__Your goal__: Rewrite only the material from the line with "Point out the shadowed" to the line with "66), (192, 73)]", with both of those lines included and the requests kept. Multiply every coordinate in the answers by 1.55 and round to whole numbers, with halves rounding up, but leave the requests and their sample coordinates unchanged.
========
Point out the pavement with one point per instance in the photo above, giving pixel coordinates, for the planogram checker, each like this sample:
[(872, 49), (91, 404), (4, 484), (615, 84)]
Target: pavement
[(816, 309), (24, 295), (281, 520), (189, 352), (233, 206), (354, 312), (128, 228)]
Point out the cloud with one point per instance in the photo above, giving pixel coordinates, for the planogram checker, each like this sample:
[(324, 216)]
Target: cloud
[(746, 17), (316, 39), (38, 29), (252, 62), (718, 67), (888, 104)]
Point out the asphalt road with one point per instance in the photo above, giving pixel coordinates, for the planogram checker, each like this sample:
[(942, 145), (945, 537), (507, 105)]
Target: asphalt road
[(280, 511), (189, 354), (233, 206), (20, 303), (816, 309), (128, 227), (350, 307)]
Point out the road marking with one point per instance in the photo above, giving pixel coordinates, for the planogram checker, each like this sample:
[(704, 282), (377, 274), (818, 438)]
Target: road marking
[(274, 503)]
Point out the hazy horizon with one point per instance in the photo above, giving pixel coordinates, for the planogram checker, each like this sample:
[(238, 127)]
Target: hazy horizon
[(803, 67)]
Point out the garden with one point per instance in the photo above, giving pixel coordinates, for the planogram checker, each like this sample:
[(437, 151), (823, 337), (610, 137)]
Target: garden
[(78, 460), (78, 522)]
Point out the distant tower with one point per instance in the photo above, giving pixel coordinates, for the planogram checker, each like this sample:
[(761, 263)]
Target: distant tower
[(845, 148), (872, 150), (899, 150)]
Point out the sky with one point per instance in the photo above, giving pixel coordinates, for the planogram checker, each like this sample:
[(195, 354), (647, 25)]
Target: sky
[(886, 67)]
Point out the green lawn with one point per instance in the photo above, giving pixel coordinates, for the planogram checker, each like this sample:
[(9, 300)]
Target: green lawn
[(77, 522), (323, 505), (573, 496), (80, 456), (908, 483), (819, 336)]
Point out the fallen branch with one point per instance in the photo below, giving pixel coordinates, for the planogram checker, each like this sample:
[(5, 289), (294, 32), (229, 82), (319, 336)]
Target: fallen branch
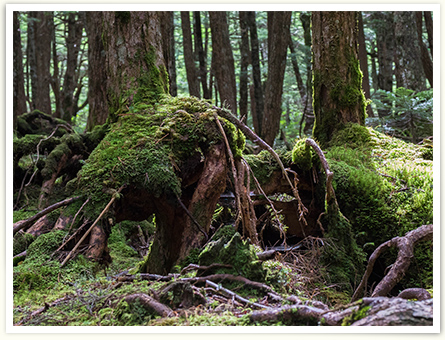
[(263, 145), (219, 288), (330, 194), (115, 195), (405, 244), (28, 222), (149, 303)]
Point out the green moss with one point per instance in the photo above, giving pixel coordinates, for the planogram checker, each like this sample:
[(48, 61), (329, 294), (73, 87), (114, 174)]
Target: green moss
[(146, 148), (235, 252), (301, 154), (359, 314)]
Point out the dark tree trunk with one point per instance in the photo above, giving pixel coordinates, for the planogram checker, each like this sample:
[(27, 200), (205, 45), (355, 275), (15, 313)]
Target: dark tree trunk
[(429, 29), (383, 23), (308, 112), (168, 49), (244, 64), (71, 77), (363, 57), (192, 73), (427, 61), (257, 101), (201, 55), (298, 78), (338, 96), (224, 66), (97, 74), (408, 60), (135, 65), (55, 79), (278, 41), (39, 54), (19, 100)]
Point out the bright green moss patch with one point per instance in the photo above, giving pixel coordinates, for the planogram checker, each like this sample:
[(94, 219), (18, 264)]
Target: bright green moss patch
[(148, 147)]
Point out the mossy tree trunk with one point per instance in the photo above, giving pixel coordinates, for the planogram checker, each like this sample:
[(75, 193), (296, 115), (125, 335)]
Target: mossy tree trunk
[(338, 96), (135, 65), (97, 75)]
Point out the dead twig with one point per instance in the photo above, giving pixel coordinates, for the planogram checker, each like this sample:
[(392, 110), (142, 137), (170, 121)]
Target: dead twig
[(219, 288), (405, 244), (115, 195), (26, 223), (263, 145)]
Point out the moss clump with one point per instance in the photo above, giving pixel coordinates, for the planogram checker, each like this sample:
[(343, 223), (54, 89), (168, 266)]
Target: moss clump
[(41, 270), (301, 155), (148, 147), (384, 188), (264, 164)]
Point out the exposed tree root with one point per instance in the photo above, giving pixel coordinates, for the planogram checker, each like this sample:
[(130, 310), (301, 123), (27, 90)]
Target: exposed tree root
[(115, 195), (263, 145), (149, 303), (20, 225), (406, 245)]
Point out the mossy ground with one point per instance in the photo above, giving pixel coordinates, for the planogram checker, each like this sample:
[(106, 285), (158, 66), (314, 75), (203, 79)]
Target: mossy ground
[(147, 146), (384, 186)]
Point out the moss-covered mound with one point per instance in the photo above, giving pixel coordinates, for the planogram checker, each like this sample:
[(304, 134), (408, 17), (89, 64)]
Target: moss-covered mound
[(384, 187), (151, 148)]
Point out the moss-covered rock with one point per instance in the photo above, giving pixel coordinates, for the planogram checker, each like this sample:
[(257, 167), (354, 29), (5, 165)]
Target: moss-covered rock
[(151, 146), (235, 252)]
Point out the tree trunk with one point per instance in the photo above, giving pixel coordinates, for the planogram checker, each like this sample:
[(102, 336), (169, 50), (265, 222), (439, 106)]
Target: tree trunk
[(168, 49), (134, 63), (19, 100), (363, 57), (224, 63), (201, 55), (192, 73), (244, 64), (308, 111), (427, 61), (409, 68), (39, 54), (71, 77), (278, 41), (97, 74), (383, 23), (257, 101), (338, 96)]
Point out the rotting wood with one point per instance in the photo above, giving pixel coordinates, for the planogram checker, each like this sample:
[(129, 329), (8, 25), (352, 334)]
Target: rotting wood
[(219, 288), (263, 145), (405, 244), (149, 303), (115, 195), (20, 225)]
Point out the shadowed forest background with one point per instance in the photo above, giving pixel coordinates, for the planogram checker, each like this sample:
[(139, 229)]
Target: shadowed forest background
[(287, 156)]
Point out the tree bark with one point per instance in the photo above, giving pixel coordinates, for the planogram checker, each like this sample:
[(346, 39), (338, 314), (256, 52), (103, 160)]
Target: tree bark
[(97, 74), (70, 80), (363, 57), (257, 100), (427, 61), (383, 23), (39, 54), (408, 61), (201, 55), (338, 96), (278, 41), (19, 100), (168, 49), (244, 64), (134, 63), (224, 66), (192, 73)]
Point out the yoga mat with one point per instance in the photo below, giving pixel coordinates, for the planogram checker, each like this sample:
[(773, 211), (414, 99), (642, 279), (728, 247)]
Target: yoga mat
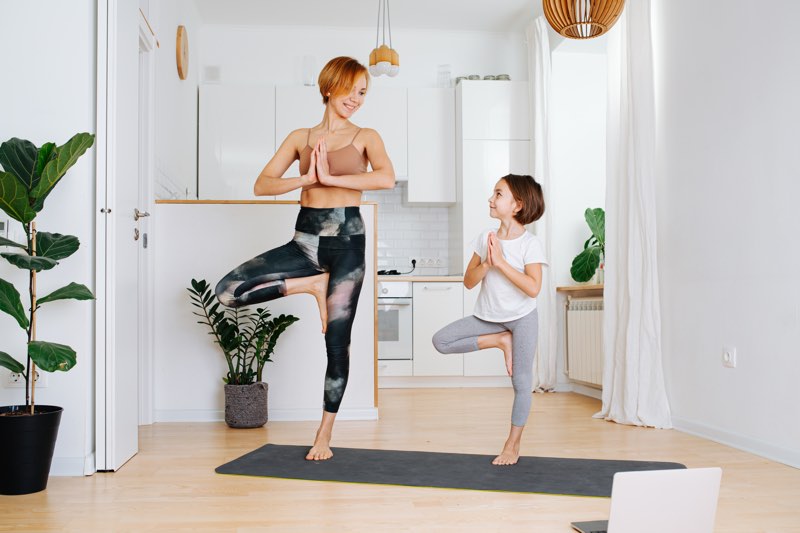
========
__Result below__:
Point out the shadowed forest background with one point per instance in the photo above, giving pixel coordinates, for the planogram checker, each like this sample:
[(139, 229)]
Target: shadowed forest background
[(445, 242)]
Point out the tree bark with one point per instance in the photo above, giving pixel coordinates, for the planogram checker, each like this sample:
[(346, 39), (338, 314), (256, 52), (103, 160)]
Target: tree bark
[(150, 115), (109, 124), (563, 88), (398, 155), (662, 95), (594, 36), (60, 84), (632, 95), (312, 85), (524, 149), (431, 64), (29, 155), (260, 76), (378, 99), (208, 98), (347, 102), (298, 113)]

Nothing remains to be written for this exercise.